** start Provided passage **

Marriott stock rises after announcing revenue growth and strong travel outlook
Dino
Kurbegovic
2 weeks ago
2 mins read

Marriott International (NASDAQ: MAR) stock started the day in the green after the company announced it had beat earnings estimates for its second quarter

The hotel operator saw Q2 revenues accelerate by 69.5% compared to the previous year, to a total of $5.34 billion. Furthermore, the earnings per share (EPS) jumped to $1.80. Analysts on Wall Street expected the company to report $4.96 billion in revenue and $1.57 EPS, respectively.  

Moreover, Marriott managed to add roughly 17,000 rooms globally in Q2, with 9,200 rooms in international markets. These investments were coupled with the firm’s bullishness on leisure travel continuing to be strong going into the third quarter.

Strong growth for MAR

Anthony Capuano, Chief Executive Officer, sounded enthusiastic about the revenue beat, highlighting the robust increase in demand that led to the business firing on all cylinders. 

“Marriott’s second-quarter results highlight consumers’ love for travel.  We reported outstanding results, as momentum in global lodging recovery continued.”

** end Provided passage **
** start Information given **

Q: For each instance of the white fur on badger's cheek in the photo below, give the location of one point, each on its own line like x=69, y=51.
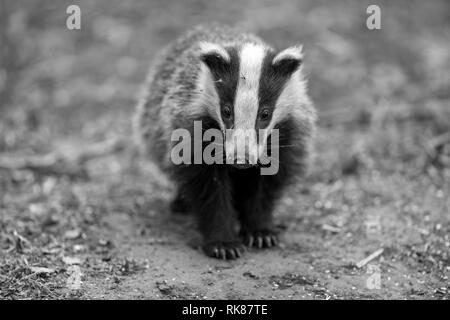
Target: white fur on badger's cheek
x=208, y=97
x=212, y=48
x=246, y=103
x=289, y=53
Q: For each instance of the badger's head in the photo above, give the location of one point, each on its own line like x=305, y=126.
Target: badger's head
x=251, y=88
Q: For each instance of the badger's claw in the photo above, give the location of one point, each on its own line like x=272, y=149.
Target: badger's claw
x=260, y=239
x=224, y=250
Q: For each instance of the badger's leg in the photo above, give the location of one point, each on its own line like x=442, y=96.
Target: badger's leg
x=255, y=198
x=180, y=204
x=208, y=190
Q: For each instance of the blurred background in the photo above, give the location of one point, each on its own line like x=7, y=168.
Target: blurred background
x=383, y=98
x=390, y=85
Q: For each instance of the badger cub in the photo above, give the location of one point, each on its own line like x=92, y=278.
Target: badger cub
x=240, y=86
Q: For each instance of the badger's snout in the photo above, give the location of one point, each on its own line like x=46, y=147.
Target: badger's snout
x=241, y=149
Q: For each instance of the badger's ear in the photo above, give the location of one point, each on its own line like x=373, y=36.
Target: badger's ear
x=213, y=55
x=288, y=60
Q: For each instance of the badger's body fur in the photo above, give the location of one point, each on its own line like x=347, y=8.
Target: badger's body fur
x=228, y=80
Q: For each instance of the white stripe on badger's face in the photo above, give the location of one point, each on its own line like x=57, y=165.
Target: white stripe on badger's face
x=246, y=104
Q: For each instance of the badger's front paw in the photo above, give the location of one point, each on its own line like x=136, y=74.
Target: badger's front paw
x=264, y=238
x=226, y=250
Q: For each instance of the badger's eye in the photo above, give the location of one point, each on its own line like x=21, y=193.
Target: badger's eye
x=265, y=114
x=226, y=112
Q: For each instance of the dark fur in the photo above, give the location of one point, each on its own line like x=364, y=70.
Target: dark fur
x=224, y=197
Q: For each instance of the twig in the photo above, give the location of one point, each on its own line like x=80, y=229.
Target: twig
x=366, y=260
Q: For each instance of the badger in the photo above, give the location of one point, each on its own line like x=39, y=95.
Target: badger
x=228, y=79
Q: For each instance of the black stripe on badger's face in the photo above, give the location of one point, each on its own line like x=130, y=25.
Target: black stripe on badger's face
x=224, y=69
x=274, y=77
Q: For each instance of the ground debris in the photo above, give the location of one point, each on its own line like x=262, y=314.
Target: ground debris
x=371, y=257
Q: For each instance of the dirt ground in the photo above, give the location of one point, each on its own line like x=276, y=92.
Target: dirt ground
x=379, y=180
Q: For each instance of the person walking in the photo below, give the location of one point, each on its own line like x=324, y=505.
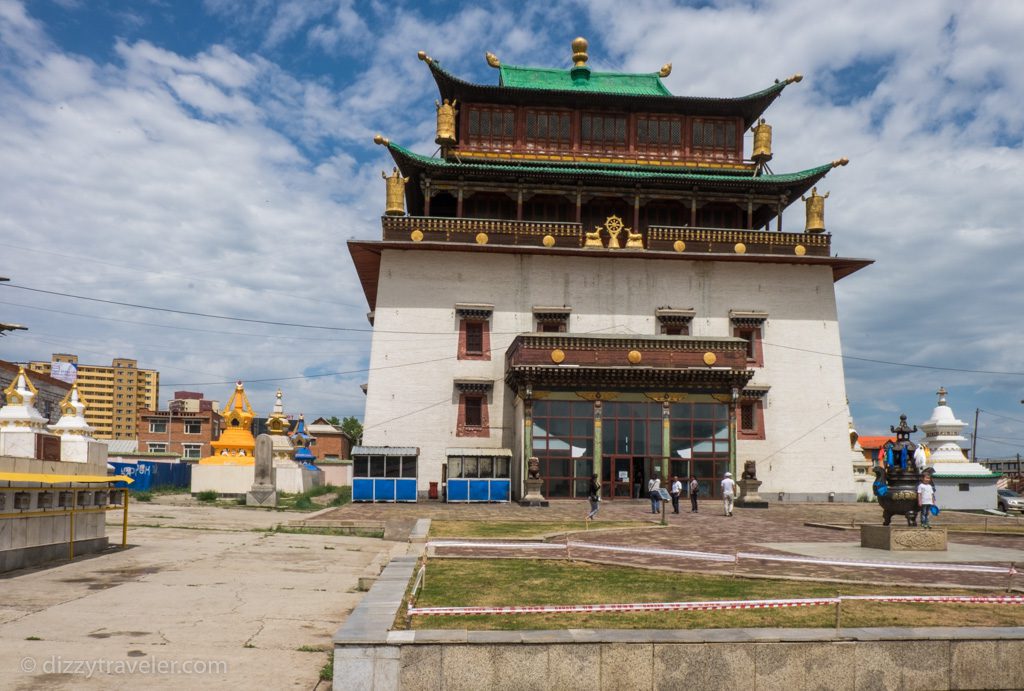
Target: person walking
x=595, y=498
x=694, y=488
x=728, y=492
x=654, y=491
x=926, y=500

** end Information given **

**Brief**
Reproduce word for word the part of the Marriott earnings article that starts at "The hotel operator" and ends at "the third quarter.".

**Result of this exercise**
The hotel operator saw Q2 revenues accelerate by 69.5% compared to the previous year, to a total of $5.34 billion. Furthermore, the earnings per share (EPS) jumped to $1.80. Analysts on Wall Street expected the company to report $4.96 billion in revenue and $1.57 EPS, respectively.  

Moreover, Marriott managed to add roughly 17,000 rooms globally in Q2, with 9,200 rooms in international markets. These investments were coupled with the firm’s bullishness on leisure travel continuing to be strong going into the third quarter.